#### [What is asked]
• a. Decide whether each statement agrees with the passage on Zoe, answering yes or no and quoting the words of the passage that settle it: (i) The writer came to faith in Christ at the age of 22. (ii) The writer says the soul is eternal only for a person who has Zoe. (iii) The writer holds that a dramatic change is the main evidence of Zoe in a person.
• b. Please return all of the dataset rows below line for line, with nothing changed.

#### [Article]
┌────────

In this excerpt, C.S. Lewis deals with the difference between Zoe and Bios. However, the difference between Zoe and Psuche is just as significant. Whether a person is “born again” (John 3:3–7) and has Zoe, or not, the soul is eternal. The difference that Zoe makes has to do with the eternal destiny and quality of the life of the soul.

I came to faith in Christ at the age of 22. Prior to that time, I was involved in Eastern mysticism. I had a very active Psuche (Soul), but I did not have Zoe (His Life). When Jesus flooded my life (Psuche) with His Life (Zoe), I immediately sensed a change. The blinders were lifted from the eyes of my soul. The world seemed brighter and more vivid. Time seemed to move slower. It was as if the whole universe has suddenly come into focus. That was His life in me. That was Zoe!

I’ve talked with many others about their “born again” experience; what theologians call regeneration.  Not everyone has such a dramatic experience, particularly those who came to faith in Christ at an early age. Coming to Christ as a young child doesn’t allow much time for the world to shape a soul. So then, I would not propose that the dramatic change I experienced is the only defining, or even the main, evidence of Zoe in a person.

└────────

(Rows from a dataset)
┌────────

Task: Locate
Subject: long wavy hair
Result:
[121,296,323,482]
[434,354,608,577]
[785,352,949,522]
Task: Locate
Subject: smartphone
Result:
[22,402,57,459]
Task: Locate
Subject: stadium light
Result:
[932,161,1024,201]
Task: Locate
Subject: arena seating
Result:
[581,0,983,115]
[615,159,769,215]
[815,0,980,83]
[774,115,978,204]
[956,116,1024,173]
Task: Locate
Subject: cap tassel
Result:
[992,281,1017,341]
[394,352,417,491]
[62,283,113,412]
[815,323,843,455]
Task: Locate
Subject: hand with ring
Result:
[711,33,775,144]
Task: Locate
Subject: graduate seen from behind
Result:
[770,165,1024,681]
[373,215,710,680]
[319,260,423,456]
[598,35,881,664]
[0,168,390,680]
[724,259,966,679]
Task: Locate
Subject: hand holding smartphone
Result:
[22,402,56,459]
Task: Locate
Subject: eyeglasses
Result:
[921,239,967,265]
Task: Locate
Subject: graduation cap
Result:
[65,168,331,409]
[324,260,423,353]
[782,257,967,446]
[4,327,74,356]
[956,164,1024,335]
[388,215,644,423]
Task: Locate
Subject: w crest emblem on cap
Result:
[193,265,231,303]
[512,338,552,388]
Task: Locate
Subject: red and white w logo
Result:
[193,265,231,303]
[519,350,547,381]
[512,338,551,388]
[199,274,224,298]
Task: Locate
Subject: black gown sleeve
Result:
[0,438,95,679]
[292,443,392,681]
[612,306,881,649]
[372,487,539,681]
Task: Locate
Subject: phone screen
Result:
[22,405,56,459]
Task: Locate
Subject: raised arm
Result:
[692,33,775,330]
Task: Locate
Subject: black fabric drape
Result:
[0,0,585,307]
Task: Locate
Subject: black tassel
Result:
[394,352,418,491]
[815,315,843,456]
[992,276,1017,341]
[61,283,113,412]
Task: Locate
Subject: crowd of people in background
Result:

└────────

#### [Results in order]
• a.
(i) Yes: "I came to faith in Christ at the age of 22."
(ii) No: "Whether a person is “born again” (John 3:3–7) and has Zoe, or not, the soul is eternal."
(iii) No: "I would not propose that the dramatic change I experienced is the only defining, or even the main, evidence of Zoe in a person."

• b.
Task: Locate
Subject: long wavy hair
Result:
[121,296,323,482]
[434,354,608,577]
[785,352,949,522]
Task: Locate
Subject: smartphone
Result:
[22,402,57,459]
Task: Locate
Subject: stadium light
Result:
[932,161,1024,201]
Task: Locate
Subject: arena seating
Result:
[581,0,983,115]
[615,159,769,215]
[815,0,980,83]
[774,115,978,204]
[956,116,1024,173]
Task: Locate
Subject: cap tassel
Result:
[992,281,1017,341]
[394,352,417,491]
[62,283,113,412]
[815,323,843,455]
Task: Locate
Subject: hand with ring
Result:
[711,33,775,144]
Task: Locate
Subject: graduate seen from behind
Result:
[770,165,1024,681]
[373,215,710,680]
[319,260,423,456]
[598,35,881,664]
[0,168,390,680]
[724,259,966,679]
Task: Locate
Subject: hand holding smartphone
Result:
[22,402,56,459]
Task: Locate
Subject: eyeglasses
Result:
[921,239,967,265]
Task: Locate
Subject: graduation cap
Result:
[65,168,331,409]
[324,260,423,353]
[782,257,967,446]
[4,327,74,356]
[956,164,1024,335]
[388,215,644,423]
Task: Locate
Subject: w crest emblem on cap
Result:
[193,265,231,303]
[512,338,552,388]
Task: Locate
Subject: red and white w logo
Result:
[193,265,231,303]
[519,350,547,381]
[512,338,551,388]
[199,274,224,298]
Task: Locate
Subject: black gown sleeve
Result:
[0,438,95,679]
[292,443,392,681]
[612,306,881,649]
[372,487,539,681]
Task: Locate
Subject: phone screen
Result:
[22,405,56,459]
Task: Locate
Subject: raised arm
Result:
[692,33,775,330]
Task: Locate
Subject: black fabric drape
Result:
[0,0,585,307]
Task: Locate
Subject: black tassel
Result:
[394,352,418,491]
[815,315,843,456]
[992,276,1017,341]
[61,283,113,412]
Task: Locate
Subject: crowd of people in background
Result:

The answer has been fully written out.